* Document passage
******
Monthly Archives: March 2017

Sandsend – an Old-Fashioned Resort

We went to Sandsend last Saturday. If you aren’t familiar with it, it’s an old-fashioned sort of place just north of Whitby, with a couple of cafes, some car parks, hotels, toilets and probably some pubs (though I’ve never really noticed as I’m usually too busy looking at the road and avoiding caravans). It also has a small river, cliffs, a great beach and wonderful views.

Yes,I know what you are thinking, as a reviewer of travel destinations I leave something to be desired.

It wasn’t originally part of the plan, but Whitby had been rammed with cars when we tried to find a parking space so we drove north. That’s the problem with travelling to the coast on the first nice Saturday in Spring – everyone else decides to do the same thing. We’d known that when we set off, and the queues around York (which seems to be at least 50% retail outlets these days) had confirmed the presence of large numbers of cars.

We weren’t able to get into the cafe by the beach, where I used to eat Yorkshire Curd tart. We haven’t been for a few years, and the cafe has been done up, so they might not even serve curd tart any more. That’s the trouble with time – you look back at something you used to do regularly and find it was ten years ago. I like curd tart, but as with liver and bread and butter pudding, which I also like,  I find out I can live without it for years at a time.

It’s not that I go short of food (far from it!) but there’s so much food and so little time.

People were fishing from one of the car parks, which seemed a good way of securing a supply of fresh fish, though experience with a rod suggests it’s actually a good way of wasting a day. Even without fish, it’s a good way to get out into the open air.
******
* Material for the task
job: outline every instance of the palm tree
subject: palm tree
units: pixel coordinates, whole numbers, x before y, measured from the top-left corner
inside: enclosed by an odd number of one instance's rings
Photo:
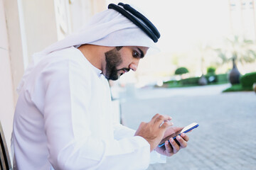
[[[230,81],[232,84],[239,84],[240,74],[236,67],[236,62],[242,64],[254,62],[256,60],[255,44],[252,40],[246,40],[238,35],[227,38],[226,42],[225,47],[215,49],[215,51],[223,63],[232,60],[233,69],[229,75]]]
******
* What you need to do
1. Please arrange the rows of Block 1 as a Markdown table with the columns No. and Content, numbering each row and leaving out blank lines. Omit the picture from the table.
2. Pick up the Sandsend piece after its final sentence and continue writing it.
The text about Sandsend and the rows were drawn from separate sources.

* In response
1.
| No. | Content |
|---|---|
| 1 | job: outline every instance of the palm tree |
| 2 | subject: palm tree |
| 3 | units: pixel coordinates, whole numbers, x before y, measured from the top-left corner |
| 4 | inside: enclosed by an odd number of one instance's rings |
| 5 | Photo: |
| 6 | [[[230,81],[232,84],[239,84],[240,74],[236,67],[236,62],[242,64],[254,62],[256,60],[255,44],[252,40],[246,40],[238,35],[227,38],[226,42],[225,47],[215,49],[215,51],[223,63],[232,60],[233,69],[229,75]]] |

2.
There seemed to be a camera club about, as small groups of people with cameras were wandering about taking pictures of an ancient mounting block. I took photographs of Herring Gulls, Starlings and Pied Wagtails on the chimney pots of the hotel. Each to his own I suppose.

Finally, there was a microlight that flew across the bay a couple of times, even landing on the beach after the first pass, which seemed a bit dangerous. The engine note had sounded a bit ropey as he approached, but I’m not sure why he needed to land as he didn’t seem to have any time to fix anything whilst on the ground. Maybe he just wanted to expose beach users to heavy machinery and a moving propellor.

After ice creams we looped back to Whitby, but I’ll leave that until later.

More Stone Faces

Here are more of the stone heads from Ely. I couldn’t get as close as I did with the others but they tend to be in a better state of preservation. This is partly because they are out of reach of rampaging Parliamentarian soldiers and partly, I think, because some of them have been restored.

I’ve just been trying to find more information but apart from finding out that the original stone came from Barnack, near Peterborough (which isn’t exactly earth-shaking news, as a lot of stone came from Barnack) I didn’t find much.

It was interesting to find that Ely paid for the stone by providing 8,000 eels a year, though I can’t find out how many years they provided them for. That’s a lot of eels, but if you were to eat 2 a day it would only take 11 people to eat them in a year. If you believe everything you read about churchmen and high living they would have needed a lot more food than that.

I’ve also found out that Cromwell stabled his horses in the cathedral, though he gets blamed for that at every cathedral. In fact he gets blamed for lots of things.

 

 

 

The Stained Glass Museum – Ely

As you may have guessed from a previous post, I’m not impressed with the admission charges at Ely Cathedral. In fact, I’m not really keen on spending money at all, unless it’s on books or unsuitable food. So if I say it was a pleasure to spend £4.50 on the Stained Glass Museum you’ll realise I liked it.

Two roundels showing scenes from the life of St Vincent, c 1220-50 Burgundy region

I’ve always liked stained glass. There’s something magic about sunlight filtering through coloured glass, in much the same way that there’s something wondrous about sunbeams streaming through trees.

I’ll leave it to the pictures now, as I have nothing to say that will improve the glass.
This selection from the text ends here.